"""
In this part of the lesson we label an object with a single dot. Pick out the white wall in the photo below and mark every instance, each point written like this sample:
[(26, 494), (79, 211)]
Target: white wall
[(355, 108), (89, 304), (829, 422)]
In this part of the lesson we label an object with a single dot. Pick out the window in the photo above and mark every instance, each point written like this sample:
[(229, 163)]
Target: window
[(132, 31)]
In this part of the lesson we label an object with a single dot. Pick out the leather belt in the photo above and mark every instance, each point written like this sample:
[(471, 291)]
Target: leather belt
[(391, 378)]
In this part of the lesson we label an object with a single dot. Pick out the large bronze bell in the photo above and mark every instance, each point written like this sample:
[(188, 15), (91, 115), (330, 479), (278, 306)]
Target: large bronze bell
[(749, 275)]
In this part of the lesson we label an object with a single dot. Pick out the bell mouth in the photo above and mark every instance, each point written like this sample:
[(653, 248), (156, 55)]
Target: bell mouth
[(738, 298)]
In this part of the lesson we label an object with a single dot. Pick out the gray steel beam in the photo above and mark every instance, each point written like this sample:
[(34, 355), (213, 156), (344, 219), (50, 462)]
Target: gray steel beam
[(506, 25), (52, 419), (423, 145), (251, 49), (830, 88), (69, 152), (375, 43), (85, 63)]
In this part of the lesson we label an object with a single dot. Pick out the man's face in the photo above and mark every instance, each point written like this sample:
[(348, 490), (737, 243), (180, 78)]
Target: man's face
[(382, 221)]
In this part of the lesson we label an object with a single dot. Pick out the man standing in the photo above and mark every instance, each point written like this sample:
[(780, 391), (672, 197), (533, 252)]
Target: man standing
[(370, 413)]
"""
__What you will do__.
Quote the listing above, but only from the line that shows "out the gray" through the line that shows "[(348, 490), (737, 243), (180, 78)]".

__Completed exercise__.
In this part of the lesson we label an object with a single dot. Pick out the gray steel beam in the photo above and mark every instance, each point written like this sample:
[(34, 355), (213, 156), (344, 219), (50, 462)]
Target: gray steel beam
[(506, 25), (52, 419), (423, 145), (251, 49), (830, 88), (69, 152), (375, 43), (85, 63)]
In this part of the lesson we label an object with a single dot. Pick out the man's face in the photo above and mark every instance, each point written like this sample:
[(348, 490), (737, 243), (180, 78)]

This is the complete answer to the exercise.